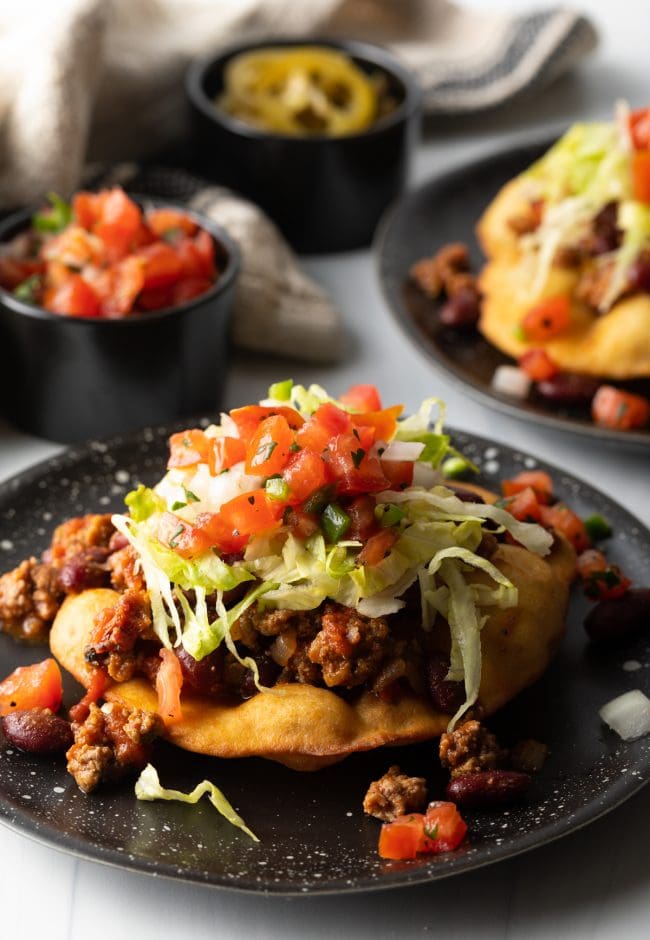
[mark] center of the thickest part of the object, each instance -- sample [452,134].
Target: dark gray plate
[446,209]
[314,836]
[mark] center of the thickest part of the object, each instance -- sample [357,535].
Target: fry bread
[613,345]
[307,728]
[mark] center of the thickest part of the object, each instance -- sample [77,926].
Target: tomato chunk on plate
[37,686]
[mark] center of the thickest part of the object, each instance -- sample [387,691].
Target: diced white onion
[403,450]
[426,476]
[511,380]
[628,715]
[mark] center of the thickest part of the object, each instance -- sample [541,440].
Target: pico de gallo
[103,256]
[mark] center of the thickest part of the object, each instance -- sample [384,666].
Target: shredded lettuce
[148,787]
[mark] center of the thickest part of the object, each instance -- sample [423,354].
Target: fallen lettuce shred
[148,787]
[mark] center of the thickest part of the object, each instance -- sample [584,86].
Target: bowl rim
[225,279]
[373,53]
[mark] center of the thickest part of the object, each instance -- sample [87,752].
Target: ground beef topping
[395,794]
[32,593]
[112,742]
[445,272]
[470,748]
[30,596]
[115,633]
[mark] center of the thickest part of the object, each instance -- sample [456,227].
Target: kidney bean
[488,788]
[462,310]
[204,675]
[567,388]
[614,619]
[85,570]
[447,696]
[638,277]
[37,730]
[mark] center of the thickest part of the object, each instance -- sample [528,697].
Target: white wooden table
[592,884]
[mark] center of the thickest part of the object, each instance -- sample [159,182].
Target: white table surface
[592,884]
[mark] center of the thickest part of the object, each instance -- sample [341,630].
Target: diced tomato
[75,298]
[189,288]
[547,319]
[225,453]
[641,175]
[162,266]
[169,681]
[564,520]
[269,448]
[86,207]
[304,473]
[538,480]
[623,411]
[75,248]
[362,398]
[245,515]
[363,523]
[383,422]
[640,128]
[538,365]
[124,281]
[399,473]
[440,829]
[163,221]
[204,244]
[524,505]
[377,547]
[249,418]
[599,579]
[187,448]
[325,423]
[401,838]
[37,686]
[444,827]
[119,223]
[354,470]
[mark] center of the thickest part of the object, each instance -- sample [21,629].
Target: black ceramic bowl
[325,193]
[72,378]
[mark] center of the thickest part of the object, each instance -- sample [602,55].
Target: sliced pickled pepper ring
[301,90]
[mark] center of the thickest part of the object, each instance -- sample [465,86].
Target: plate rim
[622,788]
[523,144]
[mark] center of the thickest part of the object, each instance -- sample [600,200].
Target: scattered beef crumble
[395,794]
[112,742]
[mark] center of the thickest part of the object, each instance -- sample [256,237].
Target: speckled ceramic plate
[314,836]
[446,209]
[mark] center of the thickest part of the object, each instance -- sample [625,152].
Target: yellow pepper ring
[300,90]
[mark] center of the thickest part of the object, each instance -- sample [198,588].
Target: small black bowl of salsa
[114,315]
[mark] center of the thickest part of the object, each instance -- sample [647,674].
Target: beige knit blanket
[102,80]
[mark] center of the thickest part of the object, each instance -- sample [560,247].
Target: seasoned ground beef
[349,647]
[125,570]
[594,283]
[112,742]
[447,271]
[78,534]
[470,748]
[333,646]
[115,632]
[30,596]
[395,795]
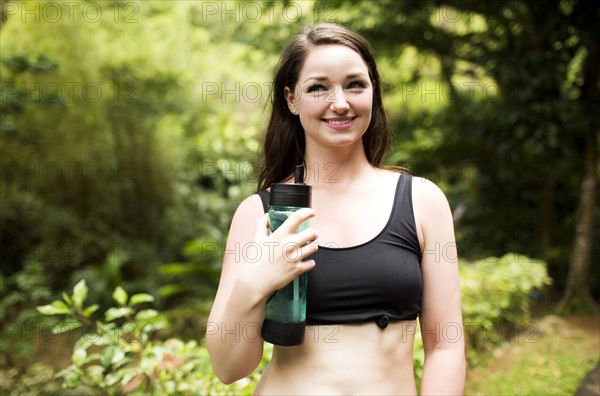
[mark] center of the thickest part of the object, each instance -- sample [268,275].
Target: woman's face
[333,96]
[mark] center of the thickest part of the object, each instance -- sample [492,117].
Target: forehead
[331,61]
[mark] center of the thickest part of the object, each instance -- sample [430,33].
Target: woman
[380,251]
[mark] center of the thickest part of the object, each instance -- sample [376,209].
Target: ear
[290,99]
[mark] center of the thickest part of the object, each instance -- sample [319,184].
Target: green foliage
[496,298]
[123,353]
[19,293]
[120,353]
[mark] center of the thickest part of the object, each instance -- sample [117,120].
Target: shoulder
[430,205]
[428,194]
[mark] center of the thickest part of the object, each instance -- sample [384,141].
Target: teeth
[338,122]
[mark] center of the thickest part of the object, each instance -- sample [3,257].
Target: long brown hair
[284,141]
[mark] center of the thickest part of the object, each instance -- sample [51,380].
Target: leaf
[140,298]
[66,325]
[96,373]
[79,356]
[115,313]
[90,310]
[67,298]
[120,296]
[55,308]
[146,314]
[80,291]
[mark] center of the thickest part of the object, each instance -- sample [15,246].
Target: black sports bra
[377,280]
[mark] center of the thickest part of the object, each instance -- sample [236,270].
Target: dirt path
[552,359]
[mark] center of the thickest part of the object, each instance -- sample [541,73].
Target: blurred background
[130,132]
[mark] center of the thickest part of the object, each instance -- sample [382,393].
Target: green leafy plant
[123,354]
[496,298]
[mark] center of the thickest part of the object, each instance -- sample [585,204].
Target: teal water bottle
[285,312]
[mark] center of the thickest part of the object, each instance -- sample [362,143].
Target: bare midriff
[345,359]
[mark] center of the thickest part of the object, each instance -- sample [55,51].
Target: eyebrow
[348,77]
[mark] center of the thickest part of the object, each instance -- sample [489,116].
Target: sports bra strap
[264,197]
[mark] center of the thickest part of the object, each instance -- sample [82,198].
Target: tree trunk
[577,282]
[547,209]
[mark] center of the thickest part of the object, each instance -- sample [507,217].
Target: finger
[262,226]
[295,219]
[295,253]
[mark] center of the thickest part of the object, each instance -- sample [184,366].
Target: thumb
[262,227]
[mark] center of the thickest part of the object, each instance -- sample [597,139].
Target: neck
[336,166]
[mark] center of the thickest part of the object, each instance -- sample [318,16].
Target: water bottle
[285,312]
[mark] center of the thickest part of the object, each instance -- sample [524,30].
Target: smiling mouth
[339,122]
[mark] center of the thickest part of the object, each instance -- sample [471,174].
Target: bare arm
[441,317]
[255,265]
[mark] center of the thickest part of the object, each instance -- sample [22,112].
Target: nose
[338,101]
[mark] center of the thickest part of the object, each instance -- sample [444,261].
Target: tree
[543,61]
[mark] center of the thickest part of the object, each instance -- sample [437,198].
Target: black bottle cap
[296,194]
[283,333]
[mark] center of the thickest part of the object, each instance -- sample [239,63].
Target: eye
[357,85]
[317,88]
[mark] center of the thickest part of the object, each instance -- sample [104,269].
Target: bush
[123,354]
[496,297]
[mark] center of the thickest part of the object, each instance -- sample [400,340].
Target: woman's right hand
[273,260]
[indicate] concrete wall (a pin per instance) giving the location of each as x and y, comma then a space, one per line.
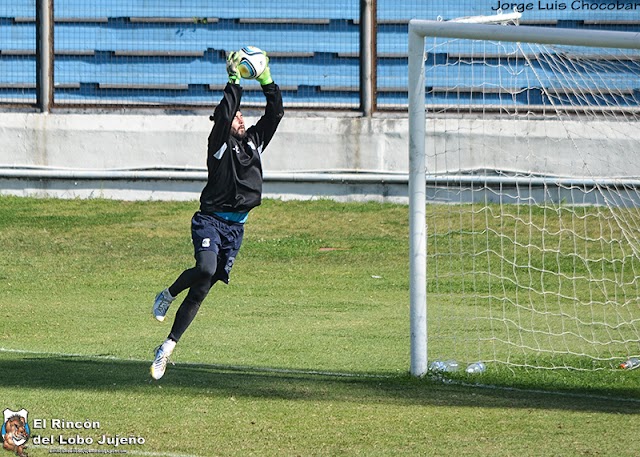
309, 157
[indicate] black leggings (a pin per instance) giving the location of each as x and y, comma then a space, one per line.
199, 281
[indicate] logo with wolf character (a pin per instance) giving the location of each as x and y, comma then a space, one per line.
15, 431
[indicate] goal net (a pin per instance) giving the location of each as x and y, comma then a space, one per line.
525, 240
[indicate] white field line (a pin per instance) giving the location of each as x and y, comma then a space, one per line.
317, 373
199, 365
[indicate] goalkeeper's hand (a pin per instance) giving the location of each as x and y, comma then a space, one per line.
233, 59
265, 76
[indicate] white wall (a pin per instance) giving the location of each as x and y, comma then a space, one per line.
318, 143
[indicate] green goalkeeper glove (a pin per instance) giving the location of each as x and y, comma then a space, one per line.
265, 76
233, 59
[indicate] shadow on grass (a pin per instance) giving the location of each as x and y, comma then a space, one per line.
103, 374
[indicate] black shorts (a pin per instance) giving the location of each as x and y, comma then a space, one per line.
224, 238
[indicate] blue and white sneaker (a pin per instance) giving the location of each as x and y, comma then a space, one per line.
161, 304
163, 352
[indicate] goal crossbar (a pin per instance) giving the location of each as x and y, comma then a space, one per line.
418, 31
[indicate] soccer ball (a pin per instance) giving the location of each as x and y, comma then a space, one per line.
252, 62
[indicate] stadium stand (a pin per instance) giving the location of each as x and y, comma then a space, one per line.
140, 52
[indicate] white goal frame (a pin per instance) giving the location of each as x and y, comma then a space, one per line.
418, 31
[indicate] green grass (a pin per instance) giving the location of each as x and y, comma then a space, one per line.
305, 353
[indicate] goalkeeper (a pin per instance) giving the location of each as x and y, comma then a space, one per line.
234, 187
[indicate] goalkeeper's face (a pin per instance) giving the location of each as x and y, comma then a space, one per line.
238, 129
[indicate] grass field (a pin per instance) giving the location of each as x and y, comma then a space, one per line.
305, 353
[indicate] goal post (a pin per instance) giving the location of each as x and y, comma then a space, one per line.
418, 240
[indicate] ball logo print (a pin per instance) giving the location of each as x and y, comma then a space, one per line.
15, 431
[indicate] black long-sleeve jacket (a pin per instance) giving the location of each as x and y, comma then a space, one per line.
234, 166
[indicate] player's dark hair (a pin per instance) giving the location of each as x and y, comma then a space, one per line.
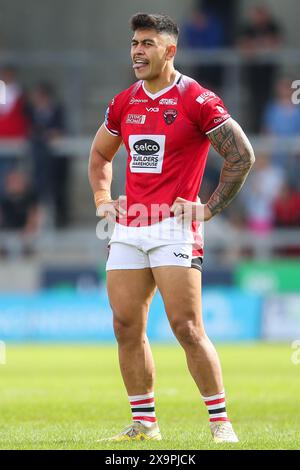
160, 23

────────────────────────────────────────

Your answer should be the lines above, from the line containing "-- sample [541,73]." up to and including the line containing "-- sample [82,198].", reproduced exactly and with nothing else.

**RESPONSE TO THE TASK**
[mark] center of the thickest part of the object, each instance -- sample [541,73].
Target: blurred background
[130,132]
[mark] center of the thickest part of the object, each instance -- sample [382,393].
Target: green leafy plant
[123,354]
[496,298]
[mark] center of the thickest part of the object, each instance -- sample [585,204].
Target: teal water bottle
[285,312]
[mark] center of the thickest part of the object, each instance -- sample [362,143].
Target: bare midriff
[345,359]
[mark] center of the thickest part of the object, each instance -- sample [55,51].
Target: eyebrow
[348,77]
[mark] center of the thickest part of the object, each instance -- sample [489,116].
Target: sports bra strap
[264,197]
[mark] center of the thickest part of the object, each instance -- sample [82,198].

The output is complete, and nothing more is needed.